§ Problem
Using the records below, copy every line that holds the string "rough".

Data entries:
Content starts

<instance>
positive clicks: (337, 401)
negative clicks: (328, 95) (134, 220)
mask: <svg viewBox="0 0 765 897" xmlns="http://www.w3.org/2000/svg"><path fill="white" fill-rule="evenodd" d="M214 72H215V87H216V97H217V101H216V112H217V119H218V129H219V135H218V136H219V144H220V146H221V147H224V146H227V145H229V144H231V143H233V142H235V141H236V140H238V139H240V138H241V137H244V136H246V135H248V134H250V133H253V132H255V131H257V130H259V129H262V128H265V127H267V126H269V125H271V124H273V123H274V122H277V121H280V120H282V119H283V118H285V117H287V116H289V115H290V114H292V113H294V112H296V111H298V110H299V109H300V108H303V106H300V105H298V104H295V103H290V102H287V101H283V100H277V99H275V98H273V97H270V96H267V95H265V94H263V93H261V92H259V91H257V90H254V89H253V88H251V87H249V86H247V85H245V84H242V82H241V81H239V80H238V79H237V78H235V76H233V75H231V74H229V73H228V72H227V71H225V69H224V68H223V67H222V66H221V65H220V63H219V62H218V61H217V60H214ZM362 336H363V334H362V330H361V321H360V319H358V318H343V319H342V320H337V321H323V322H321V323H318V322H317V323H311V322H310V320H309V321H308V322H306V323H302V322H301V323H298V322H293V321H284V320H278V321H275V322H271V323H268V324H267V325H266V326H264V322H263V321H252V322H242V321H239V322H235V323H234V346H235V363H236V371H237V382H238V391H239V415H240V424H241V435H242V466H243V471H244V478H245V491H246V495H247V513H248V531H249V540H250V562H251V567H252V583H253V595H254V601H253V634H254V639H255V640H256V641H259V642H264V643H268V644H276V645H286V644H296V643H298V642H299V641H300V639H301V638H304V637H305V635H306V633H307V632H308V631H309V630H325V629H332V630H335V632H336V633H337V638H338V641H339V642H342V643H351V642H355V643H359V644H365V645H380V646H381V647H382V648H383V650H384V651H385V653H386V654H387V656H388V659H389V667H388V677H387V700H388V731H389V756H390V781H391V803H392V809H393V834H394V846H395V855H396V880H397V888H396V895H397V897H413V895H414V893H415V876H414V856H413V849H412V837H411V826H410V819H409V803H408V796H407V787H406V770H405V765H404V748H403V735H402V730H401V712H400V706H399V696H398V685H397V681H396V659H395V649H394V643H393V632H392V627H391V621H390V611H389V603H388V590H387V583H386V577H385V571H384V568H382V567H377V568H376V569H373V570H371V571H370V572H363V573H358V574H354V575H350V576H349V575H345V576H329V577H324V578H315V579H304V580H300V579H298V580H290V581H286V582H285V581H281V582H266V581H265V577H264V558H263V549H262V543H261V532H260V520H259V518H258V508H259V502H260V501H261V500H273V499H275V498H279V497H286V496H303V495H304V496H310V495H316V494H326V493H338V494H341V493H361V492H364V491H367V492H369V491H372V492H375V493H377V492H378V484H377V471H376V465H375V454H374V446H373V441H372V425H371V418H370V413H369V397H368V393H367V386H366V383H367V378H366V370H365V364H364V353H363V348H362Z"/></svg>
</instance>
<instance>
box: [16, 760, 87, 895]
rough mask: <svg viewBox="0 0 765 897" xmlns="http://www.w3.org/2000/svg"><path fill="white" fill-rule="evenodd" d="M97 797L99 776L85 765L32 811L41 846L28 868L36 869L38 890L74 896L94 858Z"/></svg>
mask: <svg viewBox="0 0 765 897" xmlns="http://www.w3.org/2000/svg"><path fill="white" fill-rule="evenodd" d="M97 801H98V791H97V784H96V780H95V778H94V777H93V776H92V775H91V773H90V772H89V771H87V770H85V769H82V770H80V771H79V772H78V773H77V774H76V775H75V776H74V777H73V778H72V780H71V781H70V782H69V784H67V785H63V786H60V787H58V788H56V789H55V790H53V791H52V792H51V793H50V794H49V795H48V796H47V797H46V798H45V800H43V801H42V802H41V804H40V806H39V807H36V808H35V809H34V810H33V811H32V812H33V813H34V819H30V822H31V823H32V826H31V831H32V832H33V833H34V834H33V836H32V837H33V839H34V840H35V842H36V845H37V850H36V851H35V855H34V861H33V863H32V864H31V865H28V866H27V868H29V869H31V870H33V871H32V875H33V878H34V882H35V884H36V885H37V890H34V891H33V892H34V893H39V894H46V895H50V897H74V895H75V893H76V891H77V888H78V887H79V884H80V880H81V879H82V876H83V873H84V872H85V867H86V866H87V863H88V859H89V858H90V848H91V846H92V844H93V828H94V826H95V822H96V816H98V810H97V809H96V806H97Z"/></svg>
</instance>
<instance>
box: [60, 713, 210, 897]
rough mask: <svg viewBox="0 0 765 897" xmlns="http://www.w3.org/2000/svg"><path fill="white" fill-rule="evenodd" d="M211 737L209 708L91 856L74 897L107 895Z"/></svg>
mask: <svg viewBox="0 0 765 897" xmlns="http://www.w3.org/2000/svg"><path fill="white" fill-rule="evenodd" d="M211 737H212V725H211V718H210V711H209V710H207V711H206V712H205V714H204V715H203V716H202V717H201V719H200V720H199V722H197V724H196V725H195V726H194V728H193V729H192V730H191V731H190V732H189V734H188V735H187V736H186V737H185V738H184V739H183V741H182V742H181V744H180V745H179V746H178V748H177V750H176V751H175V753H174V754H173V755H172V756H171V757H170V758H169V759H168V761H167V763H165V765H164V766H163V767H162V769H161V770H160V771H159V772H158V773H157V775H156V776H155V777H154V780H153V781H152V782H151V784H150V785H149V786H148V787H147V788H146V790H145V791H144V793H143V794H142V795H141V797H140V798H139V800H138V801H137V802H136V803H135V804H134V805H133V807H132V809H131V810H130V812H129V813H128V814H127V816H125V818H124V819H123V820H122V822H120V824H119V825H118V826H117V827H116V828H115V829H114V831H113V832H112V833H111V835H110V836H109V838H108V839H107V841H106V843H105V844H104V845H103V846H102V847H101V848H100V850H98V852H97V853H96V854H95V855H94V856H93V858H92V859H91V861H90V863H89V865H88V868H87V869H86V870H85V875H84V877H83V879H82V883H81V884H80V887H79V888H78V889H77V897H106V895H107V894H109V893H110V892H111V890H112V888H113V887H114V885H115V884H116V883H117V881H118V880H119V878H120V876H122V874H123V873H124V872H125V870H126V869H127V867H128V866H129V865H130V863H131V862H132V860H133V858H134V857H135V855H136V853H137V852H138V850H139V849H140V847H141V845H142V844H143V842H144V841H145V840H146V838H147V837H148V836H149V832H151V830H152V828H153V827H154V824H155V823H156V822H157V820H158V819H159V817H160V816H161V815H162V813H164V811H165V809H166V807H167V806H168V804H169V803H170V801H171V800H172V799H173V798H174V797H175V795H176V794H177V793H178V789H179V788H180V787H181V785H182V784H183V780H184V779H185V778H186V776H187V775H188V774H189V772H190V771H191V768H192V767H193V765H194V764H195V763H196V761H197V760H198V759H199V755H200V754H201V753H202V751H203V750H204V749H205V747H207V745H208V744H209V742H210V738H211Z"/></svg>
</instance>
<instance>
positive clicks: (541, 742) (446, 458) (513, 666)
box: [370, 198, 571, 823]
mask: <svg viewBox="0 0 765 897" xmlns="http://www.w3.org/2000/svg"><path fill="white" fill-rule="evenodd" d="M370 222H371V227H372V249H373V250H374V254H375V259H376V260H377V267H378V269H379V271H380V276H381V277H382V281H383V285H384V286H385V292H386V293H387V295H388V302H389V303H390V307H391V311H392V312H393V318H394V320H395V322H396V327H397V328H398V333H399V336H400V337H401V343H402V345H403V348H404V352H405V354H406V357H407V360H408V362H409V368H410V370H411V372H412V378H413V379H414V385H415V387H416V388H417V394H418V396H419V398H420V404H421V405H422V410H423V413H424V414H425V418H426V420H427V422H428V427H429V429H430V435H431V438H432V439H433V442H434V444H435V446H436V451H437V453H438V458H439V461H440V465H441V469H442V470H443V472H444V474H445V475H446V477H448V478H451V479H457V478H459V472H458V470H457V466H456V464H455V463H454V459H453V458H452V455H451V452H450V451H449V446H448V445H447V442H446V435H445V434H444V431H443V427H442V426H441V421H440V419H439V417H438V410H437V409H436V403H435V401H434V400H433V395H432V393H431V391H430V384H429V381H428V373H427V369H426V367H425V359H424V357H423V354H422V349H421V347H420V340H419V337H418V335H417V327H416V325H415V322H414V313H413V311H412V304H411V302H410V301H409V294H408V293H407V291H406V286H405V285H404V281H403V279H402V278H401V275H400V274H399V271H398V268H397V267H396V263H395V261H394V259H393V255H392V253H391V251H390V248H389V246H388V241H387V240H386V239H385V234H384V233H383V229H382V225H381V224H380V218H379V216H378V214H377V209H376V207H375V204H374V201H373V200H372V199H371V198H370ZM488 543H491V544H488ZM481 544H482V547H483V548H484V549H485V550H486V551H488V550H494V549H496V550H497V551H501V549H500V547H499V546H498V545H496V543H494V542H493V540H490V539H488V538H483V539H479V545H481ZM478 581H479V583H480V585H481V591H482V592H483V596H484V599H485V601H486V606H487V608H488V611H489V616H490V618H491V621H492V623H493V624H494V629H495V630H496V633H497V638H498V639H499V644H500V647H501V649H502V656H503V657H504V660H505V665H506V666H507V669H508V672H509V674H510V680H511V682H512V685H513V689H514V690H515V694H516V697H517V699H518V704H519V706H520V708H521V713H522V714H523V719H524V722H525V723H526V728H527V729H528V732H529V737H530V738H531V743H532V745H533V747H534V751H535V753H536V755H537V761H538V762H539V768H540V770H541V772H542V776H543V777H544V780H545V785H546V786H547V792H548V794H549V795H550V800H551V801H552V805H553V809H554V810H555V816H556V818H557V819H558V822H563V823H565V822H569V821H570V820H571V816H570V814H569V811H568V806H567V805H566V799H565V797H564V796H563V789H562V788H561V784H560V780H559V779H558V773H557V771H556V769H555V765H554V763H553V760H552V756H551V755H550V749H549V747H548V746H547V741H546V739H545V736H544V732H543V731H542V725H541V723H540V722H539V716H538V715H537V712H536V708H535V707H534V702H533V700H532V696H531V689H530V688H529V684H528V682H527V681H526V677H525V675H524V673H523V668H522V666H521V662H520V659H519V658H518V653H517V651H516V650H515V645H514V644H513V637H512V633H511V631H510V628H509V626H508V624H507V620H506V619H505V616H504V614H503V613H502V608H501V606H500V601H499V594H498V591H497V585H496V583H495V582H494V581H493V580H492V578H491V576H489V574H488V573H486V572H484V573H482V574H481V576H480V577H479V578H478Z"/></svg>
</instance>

Content ends

§ Output below
rough mask: <svg viewBox="0 0 765 897" xmlns="http://www.w3.org/2000/svg"><path fill="white" fill-rule="evenodd" d="M97 797L99 776L85 765L32 811L41 846L28 868L36 869L38 890L74 896L94 858Z"/></svg>
rough mask: <svg viewBox="0 0 765 897" xmlns="http://www.w3.org/2000/svg"><path fill="white" fill-rule="evenodd" d="M211 737L209 708L91 856L74 897L107 895Z"/></svg>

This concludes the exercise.